[REQUIREMENT] Collect every line below that contains the string "positive", copying each one in full.

+++ EXERCISE MATERIAL

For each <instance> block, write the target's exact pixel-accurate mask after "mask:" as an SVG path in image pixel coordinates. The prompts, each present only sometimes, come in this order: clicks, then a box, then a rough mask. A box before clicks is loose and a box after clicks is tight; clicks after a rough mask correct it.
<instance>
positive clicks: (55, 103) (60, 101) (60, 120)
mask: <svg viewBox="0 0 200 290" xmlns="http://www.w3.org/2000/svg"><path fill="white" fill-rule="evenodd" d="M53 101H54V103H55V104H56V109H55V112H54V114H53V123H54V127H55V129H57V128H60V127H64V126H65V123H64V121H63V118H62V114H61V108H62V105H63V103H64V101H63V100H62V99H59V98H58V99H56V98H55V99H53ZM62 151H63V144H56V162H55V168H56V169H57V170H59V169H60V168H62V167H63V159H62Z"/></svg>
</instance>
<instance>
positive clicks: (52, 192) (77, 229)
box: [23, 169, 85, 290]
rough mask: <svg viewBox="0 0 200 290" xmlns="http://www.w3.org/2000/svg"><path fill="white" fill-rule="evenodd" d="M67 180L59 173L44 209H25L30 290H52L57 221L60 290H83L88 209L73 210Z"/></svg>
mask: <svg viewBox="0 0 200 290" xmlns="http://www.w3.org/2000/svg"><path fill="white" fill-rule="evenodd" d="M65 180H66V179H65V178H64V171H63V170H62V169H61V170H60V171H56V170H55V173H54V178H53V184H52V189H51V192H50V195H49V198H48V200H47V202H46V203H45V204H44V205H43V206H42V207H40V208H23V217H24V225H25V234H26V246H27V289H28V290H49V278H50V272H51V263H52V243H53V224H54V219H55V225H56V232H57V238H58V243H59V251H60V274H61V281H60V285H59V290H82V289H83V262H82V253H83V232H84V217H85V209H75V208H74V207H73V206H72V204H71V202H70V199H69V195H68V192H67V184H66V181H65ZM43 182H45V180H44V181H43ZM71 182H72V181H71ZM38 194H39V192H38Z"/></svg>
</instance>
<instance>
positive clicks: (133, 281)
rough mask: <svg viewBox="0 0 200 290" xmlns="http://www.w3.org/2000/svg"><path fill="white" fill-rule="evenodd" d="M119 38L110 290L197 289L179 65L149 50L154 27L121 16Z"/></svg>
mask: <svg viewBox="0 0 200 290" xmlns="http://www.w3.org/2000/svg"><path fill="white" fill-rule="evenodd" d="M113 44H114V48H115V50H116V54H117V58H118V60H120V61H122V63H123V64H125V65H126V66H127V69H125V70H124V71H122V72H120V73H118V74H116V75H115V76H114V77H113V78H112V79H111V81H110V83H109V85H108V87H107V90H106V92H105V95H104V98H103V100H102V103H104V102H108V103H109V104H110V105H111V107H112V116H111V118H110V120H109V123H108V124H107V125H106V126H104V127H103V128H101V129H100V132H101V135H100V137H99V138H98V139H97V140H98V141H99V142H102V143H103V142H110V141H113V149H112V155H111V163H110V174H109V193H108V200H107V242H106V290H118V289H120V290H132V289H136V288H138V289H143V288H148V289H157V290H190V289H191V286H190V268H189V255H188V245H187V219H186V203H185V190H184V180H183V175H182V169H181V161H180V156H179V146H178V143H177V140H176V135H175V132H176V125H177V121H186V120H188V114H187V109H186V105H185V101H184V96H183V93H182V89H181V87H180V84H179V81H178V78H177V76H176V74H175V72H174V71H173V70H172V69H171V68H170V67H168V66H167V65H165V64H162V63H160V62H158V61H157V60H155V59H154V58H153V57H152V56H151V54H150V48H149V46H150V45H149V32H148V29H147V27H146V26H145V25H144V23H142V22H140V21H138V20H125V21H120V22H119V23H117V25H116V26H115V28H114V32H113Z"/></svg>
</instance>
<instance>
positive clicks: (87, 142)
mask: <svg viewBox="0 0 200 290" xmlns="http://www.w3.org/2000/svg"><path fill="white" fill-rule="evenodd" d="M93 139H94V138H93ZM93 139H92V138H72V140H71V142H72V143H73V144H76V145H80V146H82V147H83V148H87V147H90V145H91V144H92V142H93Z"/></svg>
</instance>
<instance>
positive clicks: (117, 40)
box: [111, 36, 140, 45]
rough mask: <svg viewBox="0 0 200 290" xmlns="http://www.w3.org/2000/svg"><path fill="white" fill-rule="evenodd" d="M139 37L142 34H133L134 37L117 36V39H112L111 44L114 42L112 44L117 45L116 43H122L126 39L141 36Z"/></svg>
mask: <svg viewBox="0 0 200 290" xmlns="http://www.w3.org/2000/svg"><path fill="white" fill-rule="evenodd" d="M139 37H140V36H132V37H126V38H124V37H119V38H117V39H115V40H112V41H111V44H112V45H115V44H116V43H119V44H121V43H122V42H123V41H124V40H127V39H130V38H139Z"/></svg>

++++++

[PROBLEM SOLUTION]
positive clicks: (55, 103) (60, 101) (60, 120)
positive clicks: (52, 192) (77, 229)
positive clicks: (133, 281)
positive clicks: (87, 142)
positive clicks: (117, 40)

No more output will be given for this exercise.